Textabschnitt:
++++++++++++++++++++

Neue Tanzstücke in Kassel: „After Lethe“ und "Ereignishorizont"

 Hanswerner Kruse

Kassel (Weltexpresso) - „Erzengel“ ist der Obertitel zweier Tanzstücke, die soeben in Kassels Oper uraufgeführt wurden. Wie so manches am spannenden Premierenabend erschließt sich auch der Titel nicht ohne weiteres. Am ehesten lässt sich „Erzengel“ noch durch die Endzeitstimmung in den apokalyptischen Tanzbildern interpretieren. Eigentlich ist das Kasseler Publikum ja mit modernem Ballett vertraut und an Grenz-Tänze des Ensembles gewöhnt. Dennoch kamen allerlei Abonnenten des Opernhauses nach der Pause nicht zurück, die gebliebenen Tanzfreunde aber feierten frenetisch ihre 16-köpfige Compagnie.

 

Die Bühne ist als düstere Bahnhofskneipe „Lethe“ hergerichtet. Zunächst rührt sich nur eine aufgeregte Tänzerin in einer Zinkwanne, auf die ein Lichtstrahl fällt. Hysterisch springt sie raus, schnellt gegen die Theke, verstrickt sich mit einem Paar in einen wüsten Clinch. Weitere Tänzerinnen kriechen aus ihren auf der Bühne verstreuten Schlafsäcken, erwachen mit bizarren Bewegungen. Vor, auf und hinter der Theke bewegt sich das Ensemble akrobatisch oder mit sämtlichen Varianten des zeitgenössischen Tanzes. Zwischendurch hysterisches Geschrei, Kontakte, Stille, eingefrorene Gruppenbilder, Flucht vor plötzlicher Bedrohung. Immerzu einsame Menschen, Wartende an der Bar. Dann ein riesiger Aschehaufen, aus dem sich ein Tänzer befreit. Zum Schluss ein Korridor aus Licht, in dem behutsam alle verschwinden.

++++++++++++++++++++

Vorliegende Datensätze:
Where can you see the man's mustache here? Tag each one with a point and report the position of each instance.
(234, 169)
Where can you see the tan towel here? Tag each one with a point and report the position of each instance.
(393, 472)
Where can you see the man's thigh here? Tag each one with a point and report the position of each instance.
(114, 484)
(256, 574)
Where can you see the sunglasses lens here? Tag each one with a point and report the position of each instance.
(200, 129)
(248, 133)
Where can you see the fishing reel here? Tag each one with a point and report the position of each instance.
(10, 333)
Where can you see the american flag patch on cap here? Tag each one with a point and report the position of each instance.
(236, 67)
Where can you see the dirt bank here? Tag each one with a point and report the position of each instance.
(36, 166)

++++++++++++++++++++

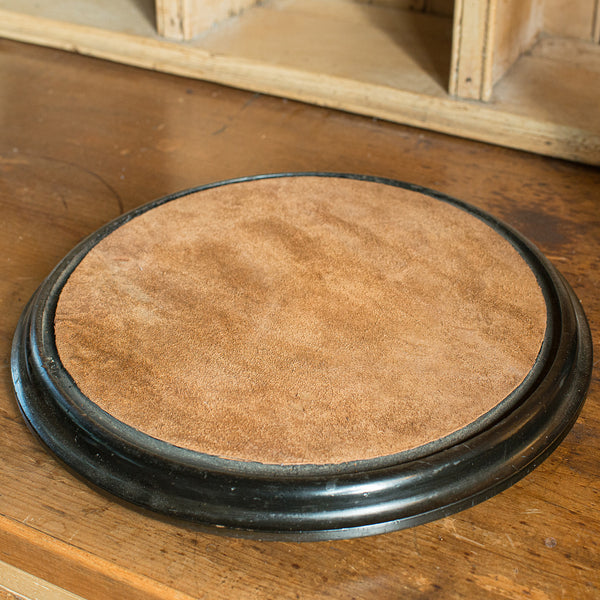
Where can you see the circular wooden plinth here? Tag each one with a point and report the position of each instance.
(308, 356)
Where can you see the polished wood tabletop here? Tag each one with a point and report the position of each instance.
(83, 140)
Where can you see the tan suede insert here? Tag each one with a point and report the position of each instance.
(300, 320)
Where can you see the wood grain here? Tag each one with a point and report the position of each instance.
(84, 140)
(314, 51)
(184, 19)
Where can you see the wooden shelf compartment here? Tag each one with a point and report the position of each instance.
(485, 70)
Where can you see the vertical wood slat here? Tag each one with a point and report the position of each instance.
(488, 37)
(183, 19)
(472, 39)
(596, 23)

++++++++++++++++++++

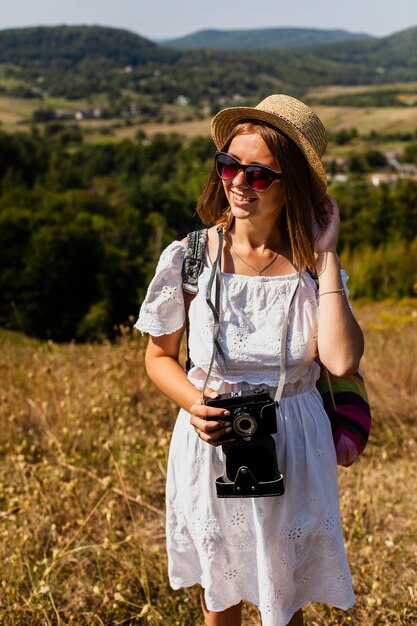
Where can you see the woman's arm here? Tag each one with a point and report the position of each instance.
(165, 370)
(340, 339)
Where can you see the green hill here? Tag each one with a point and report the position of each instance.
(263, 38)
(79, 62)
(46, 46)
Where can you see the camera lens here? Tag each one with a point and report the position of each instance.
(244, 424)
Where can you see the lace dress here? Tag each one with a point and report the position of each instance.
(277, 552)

++++++++++++++++++++

Führe den Text über die Kasseler Tanzpremiere im Anschluss an seinen letzten Satz weiter. Die Datensätze haben mit dem Text nichts zu tun und stammen aus einer anderen Quelle.

 

 

After Lethe“ ist ein atemloses Stück, das die Gast-Choreografin Maxine Doyle zu eigenartigen Klängen - dem „Sounddesign“ - von Stephen Dobbie choreografiert. Die Bilder offenbaren aufblitzende Erinnerungen, berstende Gefühle, archaische Furcht. Schnell wechselnde, zersplitternde Montagen lösen heftige Gefühle bei den Zuschauern aus, wenn sie sich denn auf die wenig gefälligen Bilderfluten einlassen und ihre Wahrnehmung hinterfragen mögen.

 

 

Die Erklärung der Choreografin ist einfach: Lethe ist einer der Flüsse der griechisch-mythologischen Unterwelt. Seelen der Toten trinken aus diesem „Fluss der Vergessenheit“, um ihre irdischen Erfahrungen auszulöschen. Aber was passiert, wenn der Fluss austrocknet, wenn wir nicht vergessen können, fragte Doyle die Truppe - und lässt sie mit den Dämonen tanzen.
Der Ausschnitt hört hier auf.